Kutipan Pilihan ▸
Kembali ke konteks kebiasaan baik, kita bisa mempertahankan kebiasaan ini jika memiliki rutinitas otomatis untuk itu. Semakin detail akan semakin bagus.
Kebiasaan bisa diartikan sebagai perilaku yang dilakukan secara berulang.
Pola perilaku berulang ini sering dilakukan tanpa sadar dan diperoleh melalui pengulangan terus-menerus.
Kebiasaan, dengan begitu, ada yang bersifat positif dan negatif. Kebiasaan positif harus dipertahankan, sedangkan yang negatif mesti dikurangi.
Kebiasaan biasanya dipicu oleh suatu konteks. Konteks ini bisa berupa waktu, tempat, perilaku lain, atau kombinasi dari faktor tersebut.

Cuplikan Dataset ▸

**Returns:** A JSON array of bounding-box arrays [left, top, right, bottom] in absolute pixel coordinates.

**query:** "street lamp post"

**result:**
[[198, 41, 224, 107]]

Instruksi Tugas ▸ Salin tanpa perubahan bagian teks tentang kebiasaan mulai dari "Kembali ke konteks" sampai dengan "melalui pengulangan terus-menerus.".

Jawaban Tugas ▸
Kembali ke konteks kebiasaan baik, kita bisa mempertahankan kebiasaan ini jika memiliki rutinitas otomatis untuk itu. Semakin detail akan semakin bagus.
Kebiasaan bisa diartikan sebagai perilaku yang dilakukan secara berulang.
Pola perilaku berulang ini sering dilakukan tanpa sadar dan diperoleh melalui pengulangan terus-menerus.